Source material:

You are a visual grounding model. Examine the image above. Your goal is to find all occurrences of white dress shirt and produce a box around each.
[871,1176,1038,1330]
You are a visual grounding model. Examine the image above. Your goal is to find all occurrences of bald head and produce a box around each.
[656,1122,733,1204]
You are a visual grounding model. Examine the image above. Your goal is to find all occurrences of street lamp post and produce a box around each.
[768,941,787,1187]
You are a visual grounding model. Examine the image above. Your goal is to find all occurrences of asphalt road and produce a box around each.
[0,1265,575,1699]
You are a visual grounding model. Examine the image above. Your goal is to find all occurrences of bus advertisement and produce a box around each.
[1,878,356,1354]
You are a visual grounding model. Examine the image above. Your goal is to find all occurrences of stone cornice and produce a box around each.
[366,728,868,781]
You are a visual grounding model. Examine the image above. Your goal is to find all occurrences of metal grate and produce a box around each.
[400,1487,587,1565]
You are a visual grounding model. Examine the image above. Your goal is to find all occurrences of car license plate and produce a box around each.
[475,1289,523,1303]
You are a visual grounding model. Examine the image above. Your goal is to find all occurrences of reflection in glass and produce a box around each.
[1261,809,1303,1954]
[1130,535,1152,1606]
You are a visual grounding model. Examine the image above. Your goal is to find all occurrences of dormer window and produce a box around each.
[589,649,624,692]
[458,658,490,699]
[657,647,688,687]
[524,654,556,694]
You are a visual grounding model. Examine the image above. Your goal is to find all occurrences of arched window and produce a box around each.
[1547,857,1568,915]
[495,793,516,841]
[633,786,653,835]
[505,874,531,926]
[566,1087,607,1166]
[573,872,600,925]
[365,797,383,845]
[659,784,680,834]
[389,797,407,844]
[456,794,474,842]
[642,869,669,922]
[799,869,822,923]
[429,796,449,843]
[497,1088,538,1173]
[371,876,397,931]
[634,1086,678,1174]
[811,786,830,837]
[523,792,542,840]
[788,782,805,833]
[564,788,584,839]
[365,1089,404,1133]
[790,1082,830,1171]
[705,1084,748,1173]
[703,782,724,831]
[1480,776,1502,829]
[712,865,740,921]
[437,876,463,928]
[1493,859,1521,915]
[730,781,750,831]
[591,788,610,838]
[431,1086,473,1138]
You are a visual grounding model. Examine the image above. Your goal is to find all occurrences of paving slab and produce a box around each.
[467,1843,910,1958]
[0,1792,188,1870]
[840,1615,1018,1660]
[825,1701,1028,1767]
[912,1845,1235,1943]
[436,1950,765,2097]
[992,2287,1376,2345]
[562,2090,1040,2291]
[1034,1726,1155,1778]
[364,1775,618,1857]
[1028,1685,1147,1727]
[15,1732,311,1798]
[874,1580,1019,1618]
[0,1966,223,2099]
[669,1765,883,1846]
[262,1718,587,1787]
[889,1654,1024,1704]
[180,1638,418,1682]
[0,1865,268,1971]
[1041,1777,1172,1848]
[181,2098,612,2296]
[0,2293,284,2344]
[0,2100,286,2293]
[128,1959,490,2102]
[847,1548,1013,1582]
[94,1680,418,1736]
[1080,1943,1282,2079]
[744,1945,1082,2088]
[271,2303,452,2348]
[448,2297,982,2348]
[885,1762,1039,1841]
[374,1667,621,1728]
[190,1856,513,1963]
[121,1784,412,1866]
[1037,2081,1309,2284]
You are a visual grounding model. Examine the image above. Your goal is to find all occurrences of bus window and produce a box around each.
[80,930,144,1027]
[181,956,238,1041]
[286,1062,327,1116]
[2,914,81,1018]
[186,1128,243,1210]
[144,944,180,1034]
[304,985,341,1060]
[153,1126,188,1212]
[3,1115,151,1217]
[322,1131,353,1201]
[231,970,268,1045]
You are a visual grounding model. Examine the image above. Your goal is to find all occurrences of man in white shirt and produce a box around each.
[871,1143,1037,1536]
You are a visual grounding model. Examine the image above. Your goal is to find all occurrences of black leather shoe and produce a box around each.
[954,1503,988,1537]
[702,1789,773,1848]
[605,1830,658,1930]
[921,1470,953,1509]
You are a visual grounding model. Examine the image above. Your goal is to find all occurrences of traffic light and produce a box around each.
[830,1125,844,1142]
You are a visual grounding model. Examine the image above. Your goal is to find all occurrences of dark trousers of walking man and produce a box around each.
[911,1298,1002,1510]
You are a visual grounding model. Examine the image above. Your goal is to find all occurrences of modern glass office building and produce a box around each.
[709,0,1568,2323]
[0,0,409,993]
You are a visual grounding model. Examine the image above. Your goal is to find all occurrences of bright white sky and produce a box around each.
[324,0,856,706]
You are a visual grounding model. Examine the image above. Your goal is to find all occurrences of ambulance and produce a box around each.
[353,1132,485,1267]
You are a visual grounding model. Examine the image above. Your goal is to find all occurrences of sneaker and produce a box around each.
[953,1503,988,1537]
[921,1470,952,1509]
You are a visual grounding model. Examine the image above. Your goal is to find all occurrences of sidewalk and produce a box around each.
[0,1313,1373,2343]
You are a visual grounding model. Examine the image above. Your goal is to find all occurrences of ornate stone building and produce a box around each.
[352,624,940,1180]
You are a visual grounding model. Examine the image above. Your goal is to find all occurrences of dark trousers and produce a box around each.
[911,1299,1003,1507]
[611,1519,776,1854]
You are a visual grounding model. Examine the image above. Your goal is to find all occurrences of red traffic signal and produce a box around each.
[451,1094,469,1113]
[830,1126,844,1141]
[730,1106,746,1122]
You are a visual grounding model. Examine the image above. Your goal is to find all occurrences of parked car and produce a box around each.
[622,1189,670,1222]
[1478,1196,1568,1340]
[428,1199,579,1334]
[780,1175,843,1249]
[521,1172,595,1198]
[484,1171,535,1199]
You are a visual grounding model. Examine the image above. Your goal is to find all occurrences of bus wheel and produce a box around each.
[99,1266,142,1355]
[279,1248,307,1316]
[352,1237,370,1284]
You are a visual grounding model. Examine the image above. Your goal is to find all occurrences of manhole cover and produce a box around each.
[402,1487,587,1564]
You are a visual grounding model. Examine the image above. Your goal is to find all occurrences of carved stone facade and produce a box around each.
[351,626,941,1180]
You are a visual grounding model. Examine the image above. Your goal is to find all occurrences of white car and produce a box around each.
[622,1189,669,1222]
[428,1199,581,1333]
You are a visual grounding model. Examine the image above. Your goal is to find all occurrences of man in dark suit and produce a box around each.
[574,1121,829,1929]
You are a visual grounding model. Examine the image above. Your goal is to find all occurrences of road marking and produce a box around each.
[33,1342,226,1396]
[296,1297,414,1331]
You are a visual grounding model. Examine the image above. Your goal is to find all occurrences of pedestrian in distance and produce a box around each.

Exercise prompt: All of the material above needs to be output exactly, with no line left out.

Written solution:
You are a visual grounding model. Examine the image above. Your goal is to find all occurrences of white dress shirt and produce a box around each.
[871,1176,1038,1330]
You are a visual grounding model. Examine the image above. Your goal is to find all occurrences of bald head and produce a box around each.
[656,1122,733,1204]
You are a visual grounding model. Examine the image above. Your goal is to find all occurrences of street lamp post and produce a box around each.
[768,941,787,1187]
You are a visual grounding model. Examine the image above. Your goal is to find all occurrences of asphalt road and produce a box around each.
[0,1265,575,1699]
You are a visual grounding model. Examine the image above. Your goal is to find all occurrences of bus advertisement and produce a box around each.
[1,878,356,1354]
You are a visual grounding model. Examine the image above. Your goal is to find all occurrences of stone cornice and produce a box around each.
[366,728,868,781]
You are a visual grounding model. Examine the image above. Your goal is to find all occurrences of metal grate and produce a box around each.
[400,1487,587,1565]
You are a visual grounding model. Examine the image above. Your goal is to find all occurrences of car license plate and produce a box around each.
[475,1289,523,1303]
You are a visual grounding model. Examine the image above. Your goal is to find all occurrences of reflection in glass and produce a box around each.
[1261,809,1303,1954]
[1130,535,1152,1606]
You are a visual grounding model. Examine the image above. Your goal is to find all occurrences of dormer window and produce a box around each.
[589,649,624,692]
[458,658,490,699]
[657,647,688,687]
[524,654,556,694]
You are a visual grounding model. Examine the image above. Your goal is to find all occurrences of arched window and produce a box around each.
[1547,857,1568,915]
[495,793,516,841]
[633,786,653,835]
[505,874,531,926]
[566,1087,607,1166]
[573,872,600,925]
[365,797,383,845]
[659,784,680,834]
[389,797,407,844]
[456,794,474,842]
[642,869,669,922]
[799,869,822,923]
[429,796,449,843]
[497,1088,538,1173]
[371,876,397,931]
[634,1086,678,1174]
[811,786,830,837]
[523,792,542,840]
[788,782,805,833]
[564,788,584,839]
[365,1089,404,1133]
[790,1082,830,1171]
[705,1084,748,1173]
[703,782,724,831]
[1480,776,1502,829]
[712,865,740,921]
[437,876,463,928]
[1493,859,1521,915]
[730,781,750,831]
[591,788,610,838]
[431,1086,473,1138]
You are a visual grounding model. Examine the image above. Your goal is to find all occurrences of paving slab and produce a box around each.
[467,1843,910,1958]
[0,1792,188,1870]
[840,1615,1018,1660]
[825,1701,1028,1767]
[912,1845,1235,1943]
[436,1950,765,2097]
[992,2287,1376,2345]
[562,2090,1040,2291]
[1034,1726,1155,1778]
[364,1775,618,1857]
[1028,1685,1147,1727]
[15,1732,311,1798]
[874,1580,1019,1618]
[0,1966,223,2099]
[669,1765,883,1846]
[262,1718,587,1787]
[889,1654,1024,1704]
[180,1638,418,1682]
[0,1865,268,1971]
[1041,1777,1172,1848]
[181,2098,612,2296]
[0,2293,284,2344]
[0,2100,286,2293]
[128,1959,490,2102]
[847,1548,1013,1582]
[94,1680,418,1736]
[1080,1943,1282,2079]
[744,1945,1082,2088]
[271,2303,452,2348]
[448,2297,982,2348]
[885,1762,1039,1841]
[374,1667,621,1728]
[190,1856,513,1963]
[121,1784,412,1866]
[1037,2081,1309,2284]
You are a visual grounding model. Examine the image above. Your goal is to find all occurrences of bus window and produce a box around each.
[80,930,144,1027]
[181,956,238,1041]
[286,1062,327,1116]
[2,914,81,1018]
[186,1128,243,1210]
[144,944,180,1034]
[304,985,341,1060]
[153,1126,188,1212]
[3,1115,151,1217]
[322,1131,353,1201]
[231,970,268,1045]
You are a visual grounding model. Examine the image above. Your goal is to find all occurrences of man in white shirt and produce a box around each.
[871,1143,1037,1536]
You are a visual grounding model. Examine the image above. Your goal is to find all occurrences of black leather shoe and produce a box around each.
[954,1503,988,1537]
[702,1789,773,1848]
[605,1830,658,1930]
[921,1470,953,1509]
You are a visual grounding model. Examine the image above. Your goal is to find all occurrences of traffic light and produce a box around each.
[830,1125,844,1142]
You are a visual grounding model. Examine the image above. Your goal is to find all occurrences of dark trousers of walking man and produce a box around each.
[911,1298,1002,1510]
You are a visual grounding model. Examine the image above. Your goal is to find all occurrences of modern glass office building and produce a box around each.
[709,0,1568,2323]
[0,0,409,993]
You are a visual grounding model. Examine the image above. Your goal is to find all occurrences of bright white sky and produce a box around each.
[324,0,856,706]
You are a visual grounding model. Examine the image above. Your goal is to find all occurrences of ambulance and produce a box around each.
[353,1132,485,1267]
You are a visual grounding model. Examine the image above. Your goal is to find all occurrences of sneaker and produce a box around each.
[953,1503,988,1537]
[921,1470,952,1509]
You are a visual grounding model. Examine the image above. Your goal is to find all occurrences of sidewalk and produce a box around each.
[0,1313,1373,2343]
You are a visual grounding model. Examine the image above. Your goal is to find all occurrences of ornate stone building and produce a box around each.
[352,624,940,1180]
You are a visual grounding model. Examine the image above. Your goal is to find all occurrences of dark trousers and produce a box around each.
[911,1299,1003,1507]
[611,1519,776,1854]
You are a visual grounding model. Examine the image above. Your goal is to find all occurrences of red traffic signal and produce a box around each.
[451,1094,469,1113]
[830,1126,844,1141]
[730,1106,746,1122]
You are a visual grounding model. Examine the image above. Your goal is to find all occurrences of parked car and produce a box around each.
[622,1189,670,1222]
[1478,1196,1568,1340]
[428,1199,579,1334]
[780,1175,843,1249]
[521,1172,595,1198]
[484,1171,535,1199]
You are a visual grounding model. Examine the image above. Your goal is to find all occurrences of bus wheel and produce a box around each.
[99,1266,142,1355]
[279,1248,307,1316]
[352,1237,370,1284]
You are a visual grounding model. Examine the image above. Your goal is to find all occurrences of manhole cover and produce a box around each.
[402,1487,587,1564]
You are a visual grounding model. Examine the image above. Your goal is to find all occurrences of carved stone facade and produce a box around each.
[351,626,941,1180]
You are a visual grounding model. Examine the image above. Your goal is to find all occurrences of white car and produce a box around each.
[622,1189,669,1222]
[428,1199,581,1333]
You are a visual grounding model. Examine the image above. Your goal is to find all occurrences of man in dark suit and produce a box around each.
[574,1121,829,1929]
You are a visual grounding model. Examine the image above. Your goal is to find all occurrences of road marking and produce a box around each.
[33,1342,226,1396]
[296,1297,414,1331]
You are a visual grounding model. Examine the image above. Your goal is to find all occurrences of pedestrian in distance and produce a box around each.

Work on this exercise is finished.